Lines from the one containing "Every instance of the brown rock" through the last line of the data are to be repeated word for word, both ends included.

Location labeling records
━━━━━━━━━━

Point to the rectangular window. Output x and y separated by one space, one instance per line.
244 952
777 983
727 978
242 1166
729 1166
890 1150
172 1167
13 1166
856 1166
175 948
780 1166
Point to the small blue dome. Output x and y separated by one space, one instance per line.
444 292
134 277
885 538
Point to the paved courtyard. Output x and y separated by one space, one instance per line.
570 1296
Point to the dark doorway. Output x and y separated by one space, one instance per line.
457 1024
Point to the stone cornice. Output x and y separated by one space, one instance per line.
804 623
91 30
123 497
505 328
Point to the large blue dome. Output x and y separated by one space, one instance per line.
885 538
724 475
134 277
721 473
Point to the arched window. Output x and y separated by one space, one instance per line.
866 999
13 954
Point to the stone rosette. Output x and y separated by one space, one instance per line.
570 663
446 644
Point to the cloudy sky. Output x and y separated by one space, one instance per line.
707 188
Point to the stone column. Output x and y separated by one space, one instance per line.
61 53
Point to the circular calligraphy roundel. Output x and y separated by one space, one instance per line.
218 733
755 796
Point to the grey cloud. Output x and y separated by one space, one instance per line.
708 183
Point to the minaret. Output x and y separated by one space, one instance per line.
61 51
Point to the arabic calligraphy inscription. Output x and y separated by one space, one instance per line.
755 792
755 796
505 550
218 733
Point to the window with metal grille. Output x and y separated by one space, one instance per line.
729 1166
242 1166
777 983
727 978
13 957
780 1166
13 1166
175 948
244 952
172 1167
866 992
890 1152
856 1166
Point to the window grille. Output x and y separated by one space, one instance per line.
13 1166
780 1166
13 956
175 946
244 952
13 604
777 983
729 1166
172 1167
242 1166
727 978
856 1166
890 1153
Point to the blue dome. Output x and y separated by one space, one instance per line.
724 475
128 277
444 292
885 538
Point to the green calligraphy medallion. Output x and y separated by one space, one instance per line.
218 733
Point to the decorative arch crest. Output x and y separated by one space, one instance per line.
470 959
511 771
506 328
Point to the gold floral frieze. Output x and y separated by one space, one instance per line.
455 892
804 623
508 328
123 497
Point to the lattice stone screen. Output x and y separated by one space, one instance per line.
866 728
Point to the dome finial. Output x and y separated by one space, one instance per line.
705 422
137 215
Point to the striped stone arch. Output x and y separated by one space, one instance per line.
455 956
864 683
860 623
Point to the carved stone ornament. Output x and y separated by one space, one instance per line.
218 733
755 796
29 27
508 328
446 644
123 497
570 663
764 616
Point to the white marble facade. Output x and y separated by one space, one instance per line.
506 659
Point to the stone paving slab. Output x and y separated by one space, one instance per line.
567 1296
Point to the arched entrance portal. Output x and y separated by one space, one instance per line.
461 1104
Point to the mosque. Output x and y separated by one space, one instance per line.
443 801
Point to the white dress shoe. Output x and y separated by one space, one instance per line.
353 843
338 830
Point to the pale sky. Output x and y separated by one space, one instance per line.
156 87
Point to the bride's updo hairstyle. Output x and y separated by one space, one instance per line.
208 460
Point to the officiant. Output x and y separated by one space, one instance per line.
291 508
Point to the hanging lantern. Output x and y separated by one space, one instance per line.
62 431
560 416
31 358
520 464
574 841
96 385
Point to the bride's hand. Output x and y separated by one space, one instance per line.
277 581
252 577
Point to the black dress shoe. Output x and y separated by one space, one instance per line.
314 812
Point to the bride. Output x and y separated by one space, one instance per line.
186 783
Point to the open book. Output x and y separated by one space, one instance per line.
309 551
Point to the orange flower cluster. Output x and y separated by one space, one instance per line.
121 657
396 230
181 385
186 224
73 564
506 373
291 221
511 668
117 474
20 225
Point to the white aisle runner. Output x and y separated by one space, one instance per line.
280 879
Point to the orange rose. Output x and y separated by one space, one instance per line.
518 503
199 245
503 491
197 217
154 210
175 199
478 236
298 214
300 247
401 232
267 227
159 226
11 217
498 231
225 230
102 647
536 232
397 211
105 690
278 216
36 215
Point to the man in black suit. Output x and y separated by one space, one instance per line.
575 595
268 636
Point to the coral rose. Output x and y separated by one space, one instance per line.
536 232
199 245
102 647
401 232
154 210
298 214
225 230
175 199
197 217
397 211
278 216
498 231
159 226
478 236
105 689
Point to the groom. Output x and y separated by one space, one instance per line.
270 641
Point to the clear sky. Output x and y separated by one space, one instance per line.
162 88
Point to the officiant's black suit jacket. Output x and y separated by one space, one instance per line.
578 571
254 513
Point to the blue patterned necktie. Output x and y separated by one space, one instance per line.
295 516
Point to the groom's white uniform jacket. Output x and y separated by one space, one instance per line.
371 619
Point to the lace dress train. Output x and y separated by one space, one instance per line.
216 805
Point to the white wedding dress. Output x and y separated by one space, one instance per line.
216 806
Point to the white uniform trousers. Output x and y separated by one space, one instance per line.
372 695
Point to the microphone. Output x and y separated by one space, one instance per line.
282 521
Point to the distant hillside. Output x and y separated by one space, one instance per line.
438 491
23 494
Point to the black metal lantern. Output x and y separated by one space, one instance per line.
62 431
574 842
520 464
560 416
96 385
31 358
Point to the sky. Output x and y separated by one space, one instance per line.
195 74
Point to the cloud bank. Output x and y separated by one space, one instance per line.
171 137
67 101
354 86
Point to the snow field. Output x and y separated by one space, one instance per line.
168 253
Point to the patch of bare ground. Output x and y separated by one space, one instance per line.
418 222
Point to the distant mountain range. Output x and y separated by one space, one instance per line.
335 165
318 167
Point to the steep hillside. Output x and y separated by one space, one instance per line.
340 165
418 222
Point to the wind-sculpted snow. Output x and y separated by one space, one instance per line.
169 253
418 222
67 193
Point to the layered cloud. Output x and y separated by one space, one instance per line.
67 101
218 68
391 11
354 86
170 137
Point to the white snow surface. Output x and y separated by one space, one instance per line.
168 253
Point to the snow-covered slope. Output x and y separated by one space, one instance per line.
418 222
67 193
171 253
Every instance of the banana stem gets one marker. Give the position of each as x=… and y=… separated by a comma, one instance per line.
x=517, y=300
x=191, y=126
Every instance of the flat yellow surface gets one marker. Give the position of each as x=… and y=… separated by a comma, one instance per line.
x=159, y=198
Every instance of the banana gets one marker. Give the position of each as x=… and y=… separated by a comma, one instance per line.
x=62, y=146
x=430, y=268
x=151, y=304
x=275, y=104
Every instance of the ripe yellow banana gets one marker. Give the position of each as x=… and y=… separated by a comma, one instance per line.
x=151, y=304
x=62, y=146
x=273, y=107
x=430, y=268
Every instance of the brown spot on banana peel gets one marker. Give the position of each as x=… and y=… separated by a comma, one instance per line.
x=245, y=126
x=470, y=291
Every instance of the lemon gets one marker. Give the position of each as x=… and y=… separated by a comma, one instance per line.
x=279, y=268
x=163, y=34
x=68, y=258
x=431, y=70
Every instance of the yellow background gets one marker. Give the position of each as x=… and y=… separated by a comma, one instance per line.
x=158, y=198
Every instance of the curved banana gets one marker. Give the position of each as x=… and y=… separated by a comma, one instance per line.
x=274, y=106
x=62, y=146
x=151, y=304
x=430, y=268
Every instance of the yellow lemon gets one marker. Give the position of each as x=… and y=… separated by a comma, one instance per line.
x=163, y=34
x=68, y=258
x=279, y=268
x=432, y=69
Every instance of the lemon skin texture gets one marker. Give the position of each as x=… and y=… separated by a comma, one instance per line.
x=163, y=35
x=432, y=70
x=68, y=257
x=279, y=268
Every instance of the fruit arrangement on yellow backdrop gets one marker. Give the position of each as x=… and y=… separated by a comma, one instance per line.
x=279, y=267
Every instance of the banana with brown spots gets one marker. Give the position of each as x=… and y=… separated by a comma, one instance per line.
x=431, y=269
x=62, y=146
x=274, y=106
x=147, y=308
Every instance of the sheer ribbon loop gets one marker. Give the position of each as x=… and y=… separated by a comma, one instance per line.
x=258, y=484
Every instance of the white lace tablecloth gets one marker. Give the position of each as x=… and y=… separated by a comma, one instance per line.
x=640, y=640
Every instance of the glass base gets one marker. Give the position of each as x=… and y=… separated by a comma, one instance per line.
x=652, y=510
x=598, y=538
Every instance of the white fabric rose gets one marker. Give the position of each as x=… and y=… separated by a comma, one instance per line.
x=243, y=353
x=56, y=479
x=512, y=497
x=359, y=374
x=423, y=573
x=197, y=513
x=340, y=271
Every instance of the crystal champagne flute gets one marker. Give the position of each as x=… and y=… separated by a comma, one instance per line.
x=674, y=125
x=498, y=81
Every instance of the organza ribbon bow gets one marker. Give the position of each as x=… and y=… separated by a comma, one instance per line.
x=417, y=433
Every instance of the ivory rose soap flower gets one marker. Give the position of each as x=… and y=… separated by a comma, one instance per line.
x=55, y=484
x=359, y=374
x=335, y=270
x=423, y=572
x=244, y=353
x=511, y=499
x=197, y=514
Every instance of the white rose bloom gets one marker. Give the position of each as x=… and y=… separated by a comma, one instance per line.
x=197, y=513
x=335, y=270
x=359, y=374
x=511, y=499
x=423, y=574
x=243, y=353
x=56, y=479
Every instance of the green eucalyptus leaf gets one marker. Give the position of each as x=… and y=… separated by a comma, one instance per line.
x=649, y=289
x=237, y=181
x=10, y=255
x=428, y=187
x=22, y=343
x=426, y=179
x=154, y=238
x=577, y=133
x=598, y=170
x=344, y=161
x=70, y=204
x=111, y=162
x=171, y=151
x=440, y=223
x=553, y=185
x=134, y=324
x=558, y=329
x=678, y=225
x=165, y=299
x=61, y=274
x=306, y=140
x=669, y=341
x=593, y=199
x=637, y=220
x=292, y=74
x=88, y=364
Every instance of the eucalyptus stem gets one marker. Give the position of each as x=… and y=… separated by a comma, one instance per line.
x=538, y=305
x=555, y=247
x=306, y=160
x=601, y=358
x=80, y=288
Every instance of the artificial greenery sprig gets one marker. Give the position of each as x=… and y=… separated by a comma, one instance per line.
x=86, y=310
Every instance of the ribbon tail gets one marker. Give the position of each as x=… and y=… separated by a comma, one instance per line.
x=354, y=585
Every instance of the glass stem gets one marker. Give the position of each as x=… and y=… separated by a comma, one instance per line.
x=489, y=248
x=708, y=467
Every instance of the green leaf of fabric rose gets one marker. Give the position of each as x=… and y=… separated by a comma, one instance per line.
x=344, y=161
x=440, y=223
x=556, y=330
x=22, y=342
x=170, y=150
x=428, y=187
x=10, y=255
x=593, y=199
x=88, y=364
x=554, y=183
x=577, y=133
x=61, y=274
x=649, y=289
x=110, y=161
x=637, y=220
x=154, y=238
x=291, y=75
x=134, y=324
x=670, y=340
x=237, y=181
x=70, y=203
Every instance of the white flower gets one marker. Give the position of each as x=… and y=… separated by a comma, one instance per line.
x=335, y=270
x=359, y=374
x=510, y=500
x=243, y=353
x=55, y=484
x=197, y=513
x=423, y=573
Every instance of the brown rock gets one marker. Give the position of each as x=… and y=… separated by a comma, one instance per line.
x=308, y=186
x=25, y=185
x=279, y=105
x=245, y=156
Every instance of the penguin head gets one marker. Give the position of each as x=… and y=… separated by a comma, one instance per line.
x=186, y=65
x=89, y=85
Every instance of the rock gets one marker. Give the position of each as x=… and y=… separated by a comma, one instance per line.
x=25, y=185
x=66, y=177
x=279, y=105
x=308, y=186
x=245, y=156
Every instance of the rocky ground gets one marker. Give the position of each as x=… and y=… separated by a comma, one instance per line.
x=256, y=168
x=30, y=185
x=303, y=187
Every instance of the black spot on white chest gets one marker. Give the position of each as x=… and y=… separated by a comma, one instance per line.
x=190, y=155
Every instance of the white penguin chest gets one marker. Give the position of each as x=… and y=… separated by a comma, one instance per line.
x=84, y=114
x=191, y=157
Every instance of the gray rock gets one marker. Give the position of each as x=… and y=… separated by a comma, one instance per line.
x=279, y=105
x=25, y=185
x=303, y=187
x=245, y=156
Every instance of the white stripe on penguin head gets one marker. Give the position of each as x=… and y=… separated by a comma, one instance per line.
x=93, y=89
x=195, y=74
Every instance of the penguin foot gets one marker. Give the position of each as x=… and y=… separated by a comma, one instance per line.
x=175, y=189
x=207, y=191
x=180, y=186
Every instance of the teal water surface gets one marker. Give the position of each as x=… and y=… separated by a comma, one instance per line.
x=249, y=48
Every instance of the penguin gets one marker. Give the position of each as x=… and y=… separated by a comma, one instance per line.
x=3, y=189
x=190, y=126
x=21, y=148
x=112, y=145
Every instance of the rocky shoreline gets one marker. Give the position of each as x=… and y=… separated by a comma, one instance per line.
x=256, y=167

━━━━━━━━━━

• [The response]:
Every instance of the brown rock gets one marker. Give the position of each as x=… and y=… separated by a comma, one instance per line.
x=308, y=186
x=25, y=185
x=279, y=105
x=245, y=156
Every instance of the penguin head gets one marker. Give the position of each as x=… and y=… separated by a comma, one instance per line.
x=186, y=65
x=89, y=85
Every instance of the rock gets one marker. Give the position of each as x=… and y=… separated by a comma, one instance per line.
x=25, y=185
x=66, y=177
x=279, y=105
x=308, y=186
x=245, y=156
Every instance of the rocky ground gets one marker. Give the position of each as x=… and y=… separated by a comma, one instance per line.
x=256, y=168
x=30, y=185
x=303, y=187
Every instance of the black spot on white chest gets one marker. Give the position of each as x=… and y=… separated by a comma, one instance per line.
x=190, y=155
Every instance of the white penguin chest gets one marker. Give the position of each as x=… and y=… separated by a comma, one instance per line.
x=84, y=114
x=191, y=157
Every instance of the gray rock gets one marker. Give the position of each as x=… and y=… separated by a comma, one instance per line.
x=279, y=105
x=25, y=185
x=303, y=187
x=245, y=156
Every instance of the white stripe on penguin head gets one marker. Give the position of each as x=… and y=… separated by a comma, one instance per line.
x=93, y=89
x=195, y=74
Every instance of the penguin foot gets one marker. Give the position of each as x=… and y=… separated by a comma, one instance per line.
x=175, y=189
x=207, y=191
x=180, y=186
Every instance of the teal water surface gets one marker. Give the position of each as x=… and y=… separated by a comma, one instance per line.
x=249, y=48
Every instance of the penguin gets one marker. Give the position of each as x=… and y=… separated by a comma, one instance per line.
x=3, y=189
x=190, y=126
x=21, y=148
x=112, y=145
Every instance of the rocky shoreline gets one marker. Give the position of each as x=… and y=… separated by a comma, one instance per line.
x=256, y=167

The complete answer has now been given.